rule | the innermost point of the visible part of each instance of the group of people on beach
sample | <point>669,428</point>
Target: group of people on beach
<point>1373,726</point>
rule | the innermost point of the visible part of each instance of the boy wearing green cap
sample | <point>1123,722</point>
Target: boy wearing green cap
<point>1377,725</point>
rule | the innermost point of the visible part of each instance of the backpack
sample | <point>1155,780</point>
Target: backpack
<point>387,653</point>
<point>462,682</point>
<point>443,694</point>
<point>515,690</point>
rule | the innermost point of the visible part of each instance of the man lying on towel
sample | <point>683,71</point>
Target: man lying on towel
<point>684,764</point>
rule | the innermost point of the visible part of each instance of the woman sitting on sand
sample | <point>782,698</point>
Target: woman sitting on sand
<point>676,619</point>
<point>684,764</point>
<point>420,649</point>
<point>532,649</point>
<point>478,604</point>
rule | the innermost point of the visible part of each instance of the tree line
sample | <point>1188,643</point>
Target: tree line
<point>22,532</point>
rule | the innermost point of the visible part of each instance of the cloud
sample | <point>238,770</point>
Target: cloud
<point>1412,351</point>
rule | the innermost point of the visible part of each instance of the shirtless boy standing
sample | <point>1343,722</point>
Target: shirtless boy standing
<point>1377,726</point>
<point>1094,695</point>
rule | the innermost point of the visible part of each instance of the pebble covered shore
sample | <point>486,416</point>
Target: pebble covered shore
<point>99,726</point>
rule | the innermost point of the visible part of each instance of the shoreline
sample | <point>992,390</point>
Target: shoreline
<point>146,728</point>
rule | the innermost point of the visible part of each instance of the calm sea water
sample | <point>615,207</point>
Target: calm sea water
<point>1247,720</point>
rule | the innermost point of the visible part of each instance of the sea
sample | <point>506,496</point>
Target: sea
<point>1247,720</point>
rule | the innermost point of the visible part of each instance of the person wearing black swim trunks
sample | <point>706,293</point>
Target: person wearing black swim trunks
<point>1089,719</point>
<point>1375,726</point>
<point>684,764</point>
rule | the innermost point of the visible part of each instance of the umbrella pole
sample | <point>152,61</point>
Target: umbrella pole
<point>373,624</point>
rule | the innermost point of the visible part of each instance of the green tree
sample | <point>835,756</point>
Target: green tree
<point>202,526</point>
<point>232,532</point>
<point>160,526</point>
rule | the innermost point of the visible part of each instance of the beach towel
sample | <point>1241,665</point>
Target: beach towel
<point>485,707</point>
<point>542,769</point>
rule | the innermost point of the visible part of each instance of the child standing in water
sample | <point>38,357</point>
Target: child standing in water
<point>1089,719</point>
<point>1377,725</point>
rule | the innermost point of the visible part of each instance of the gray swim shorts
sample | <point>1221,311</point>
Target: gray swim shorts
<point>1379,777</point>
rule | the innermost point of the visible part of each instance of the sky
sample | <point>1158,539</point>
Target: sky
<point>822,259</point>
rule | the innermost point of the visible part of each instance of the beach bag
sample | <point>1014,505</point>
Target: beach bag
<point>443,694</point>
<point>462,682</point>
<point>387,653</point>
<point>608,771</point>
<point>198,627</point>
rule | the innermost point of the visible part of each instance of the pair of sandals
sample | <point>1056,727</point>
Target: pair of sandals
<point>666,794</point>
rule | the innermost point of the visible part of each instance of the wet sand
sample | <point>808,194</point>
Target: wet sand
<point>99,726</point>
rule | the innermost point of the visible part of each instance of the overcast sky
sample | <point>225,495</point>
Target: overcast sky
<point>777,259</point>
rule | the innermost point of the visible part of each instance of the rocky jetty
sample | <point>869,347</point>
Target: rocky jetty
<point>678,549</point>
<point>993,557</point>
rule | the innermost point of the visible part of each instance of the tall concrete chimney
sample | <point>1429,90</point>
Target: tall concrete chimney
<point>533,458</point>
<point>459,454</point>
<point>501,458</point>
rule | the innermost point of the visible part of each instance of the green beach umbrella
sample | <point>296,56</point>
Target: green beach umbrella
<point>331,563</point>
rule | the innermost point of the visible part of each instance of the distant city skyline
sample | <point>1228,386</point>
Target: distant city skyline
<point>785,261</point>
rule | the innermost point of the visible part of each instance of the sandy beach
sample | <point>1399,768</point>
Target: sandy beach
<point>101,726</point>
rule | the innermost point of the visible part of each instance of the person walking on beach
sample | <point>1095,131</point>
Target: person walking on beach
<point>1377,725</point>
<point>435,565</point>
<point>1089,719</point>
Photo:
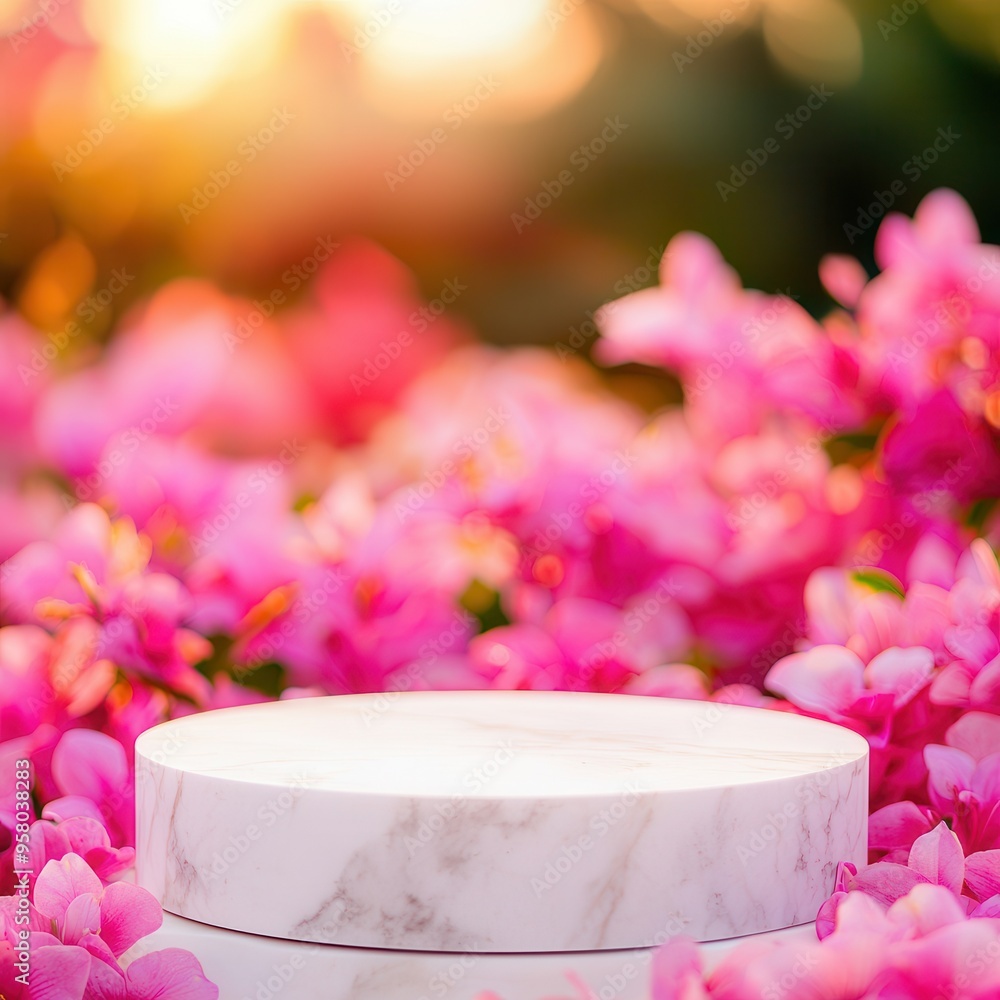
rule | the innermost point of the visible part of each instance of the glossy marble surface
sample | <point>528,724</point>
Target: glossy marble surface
<point>246,967</point>
<point>497,821</point>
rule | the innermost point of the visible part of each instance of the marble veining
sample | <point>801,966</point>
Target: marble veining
<point>497,821</point>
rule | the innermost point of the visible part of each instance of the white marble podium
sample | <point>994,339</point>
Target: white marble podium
<point>247,967</point>
<point>491,823</point>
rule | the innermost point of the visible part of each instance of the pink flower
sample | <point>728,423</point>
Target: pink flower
<point>94,573</point>
<point>740,354</point>
<point>79,929</point>
<point>919,948</point>
<point>170,972</point>
<point>583,645</point>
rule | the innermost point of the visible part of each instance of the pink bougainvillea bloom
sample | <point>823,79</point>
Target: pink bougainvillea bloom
<point>581,645</point>
<point>103,919</point>
<point>776,357</point>
<point>919,948</point>
<point>169,973</point>
<point>363,336</point>
<point>94,572</point>
<point>967,790</point>
<point>93,767</point>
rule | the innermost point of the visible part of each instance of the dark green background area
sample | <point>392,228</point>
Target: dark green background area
<point>688,129</point>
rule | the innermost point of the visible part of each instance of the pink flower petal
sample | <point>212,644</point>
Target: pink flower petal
<point>826,679</point>
<point>128,913</point>
<point>902,672</point>
<point>982,872</point>
<point>105,983</point>
<point>938,856</point>
<point>60,882</point>
<point>89,763</point>
<point>898,825</point>
<point>82,917</point>
<point>58,972</point>
<point>885,882</point>
<point>677,972</point>
<point>950,771</point>
<point>977,733</point>
<point>170,974</point>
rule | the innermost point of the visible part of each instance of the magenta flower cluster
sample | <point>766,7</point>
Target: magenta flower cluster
<point>348,495</point>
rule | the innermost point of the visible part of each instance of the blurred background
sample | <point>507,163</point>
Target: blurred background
<point>528,160</point>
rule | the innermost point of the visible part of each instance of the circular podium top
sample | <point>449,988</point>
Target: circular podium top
<point>497,821</point>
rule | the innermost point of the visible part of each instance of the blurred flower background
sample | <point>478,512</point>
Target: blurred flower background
<point>472,109</point>
<point>357,346</point>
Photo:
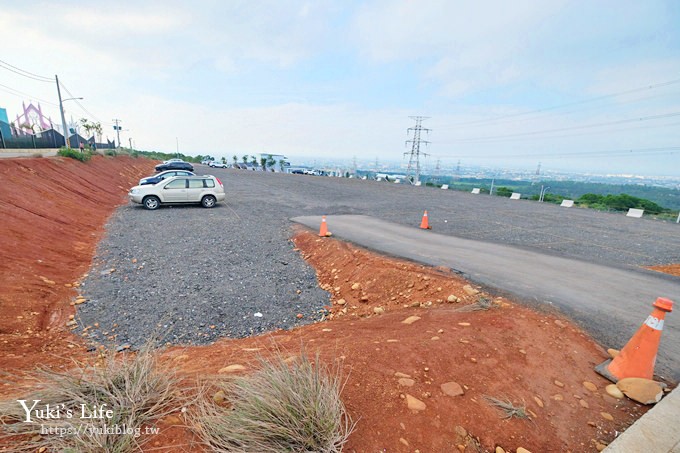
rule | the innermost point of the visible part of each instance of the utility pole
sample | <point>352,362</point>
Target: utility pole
<point>61,109</point>
<point>117,128</point>
<point>414,158</point>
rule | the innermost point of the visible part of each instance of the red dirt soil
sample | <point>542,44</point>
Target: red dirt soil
<point>50,229</point>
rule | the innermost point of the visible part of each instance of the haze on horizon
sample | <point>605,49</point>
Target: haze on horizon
<point>577,86</point>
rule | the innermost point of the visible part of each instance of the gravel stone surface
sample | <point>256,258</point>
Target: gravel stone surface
<point>192,275</point>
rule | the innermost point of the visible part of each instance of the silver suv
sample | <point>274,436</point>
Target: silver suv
<point>206,190</point>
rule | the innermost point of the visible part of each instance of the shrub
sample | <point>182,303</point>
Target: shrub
<point>280,408</point>
<point>132,387</point>
<point>74,154</point>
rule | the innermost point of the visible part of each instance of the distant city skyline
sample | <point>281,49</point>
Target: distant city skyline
<point>578,86</point>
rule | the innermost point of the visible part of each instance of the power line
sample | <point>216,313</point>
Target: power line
<point>18,93</point>
<point>559,106</point>
<point>415,146</point>
<point>547,131</point>
<point>24,73</point>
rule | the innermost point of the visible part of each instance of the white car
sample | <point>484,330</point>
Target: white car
<point>207,190</point>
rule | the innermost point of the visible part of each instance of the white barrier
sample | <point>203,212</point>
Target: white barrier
<point>637,213</point>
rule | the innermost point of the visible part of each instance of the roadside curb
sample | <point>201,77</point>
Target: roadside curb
<point>656,431</point>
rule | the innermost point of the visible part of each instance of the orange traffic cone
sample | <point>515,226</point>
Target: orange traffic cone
<point>424,224</point>
<point>637,358</point>
<point>323,231</point>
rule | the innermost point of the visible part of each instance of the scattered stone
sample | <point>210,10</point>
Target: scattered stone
<point>232,368</point>
<point>642,390</point>
<point>219,397</point>
<point>411,320</point>
<point>452,389</point>
<point>590,386</point>
<point>613,390</point>
<point>406,382</point>
<point>470,290</point>
<point>414,403</point>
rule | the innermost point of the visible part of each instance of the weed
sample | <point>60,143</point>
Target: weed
<point>280,408</point>
<point>132,388</point>
<point>509,410</point>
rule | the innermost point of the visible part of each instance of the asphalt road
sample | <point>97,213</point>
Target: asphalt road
<point>612,301</point>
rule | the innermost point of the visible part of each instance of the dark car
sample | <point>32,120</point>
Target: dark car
<point>155,179</point>
<point>175,166</point>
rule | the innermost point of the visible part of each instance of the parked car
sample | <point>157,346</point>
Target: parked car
<point>206,190</point>
<point>175,165</point>
<point>155,179</point>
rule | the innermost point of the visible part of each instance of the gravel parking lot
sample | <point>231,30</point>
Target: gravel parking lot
<point>194,274</point>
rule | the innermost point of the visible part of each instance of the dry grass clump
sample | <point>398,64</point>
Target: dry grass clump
<point>280,408</point>
<point>133,388</point>
<point>508,409</point>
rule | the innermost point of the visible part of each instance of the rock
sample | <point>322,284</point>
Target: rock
<point>642,390</point>
<point>470,290</point>
<point>590,386</point>
<point>452,389</point>
<point>232,368</point>
<point>607,416</point>
<point>414,403</point>
<point>411,320</point>
<point>406,382</point>
<point>219,397</point>
<point>613,390</point>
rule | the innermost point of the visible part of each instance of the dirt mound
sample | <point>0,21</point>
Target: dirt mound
<point>53,211</point>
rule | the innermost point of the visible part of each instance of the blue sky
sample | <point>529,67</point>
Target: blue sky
<point>576,85</point>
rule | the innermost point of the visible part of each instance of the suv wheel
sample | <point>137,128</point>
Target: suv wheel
<point>208,201</point>
<point>151,203</point>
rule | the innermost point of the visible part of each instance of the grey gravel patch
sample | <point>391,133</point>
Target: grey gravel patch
<point>198,268</point>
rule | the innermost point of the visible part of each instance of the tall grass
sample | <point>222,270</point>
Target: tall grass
<point>132,387</point>
<point>280,408</point>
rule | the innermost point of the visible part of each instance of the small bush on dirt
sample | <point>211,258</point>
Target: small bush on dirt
<point>83,156</point>
<point>509,410</point>
<point>133,388</point>
<point>280,408</point>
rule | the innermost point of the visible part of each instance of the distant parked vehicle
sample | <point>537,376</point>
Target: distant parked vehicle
<point>155,179</point>
<point>175,165</point>
<point>206,190</point>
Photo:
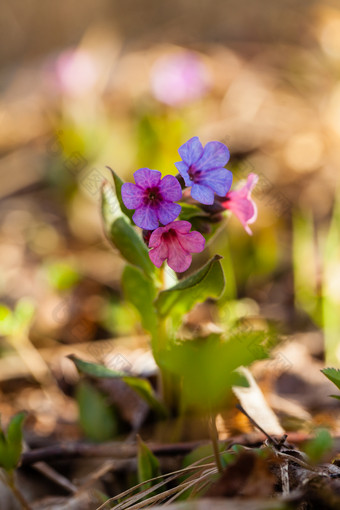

**What is needed**: Repeat only the lines above, from the first line of the entries through the line that contains "sample | <point>782,698</point>", including both ends.

**Answer area**:
rule | the innermost point of the visible part of each instance of the group of people on beach
sample | <point>669,428</point>
Target: group of people on beach
<point>1373,726</point>
rule | the innermost point of the visible part of each instance of the boy wearing green cap
sample | <point>1123,722</point>
Target: boy wearing green cap
<point>1377,725</point>
rule | the innermost point of the visible part of each instance of the backpack
sample | <point>1155,780</point>
Target: backpack
<point>387,653</point>
<point>462,682</point>
<point>443,694</point>
<point>515,690</point>
rule | the innermost point of the visible part of each instance of the man lying on towel
sample | <point>683,71</point>
Target: man lying on towel
<point>684,764</point>
rule | the innermost point of the visible part of each instance of the woman sitting on sand
sample | <point>782,698</point>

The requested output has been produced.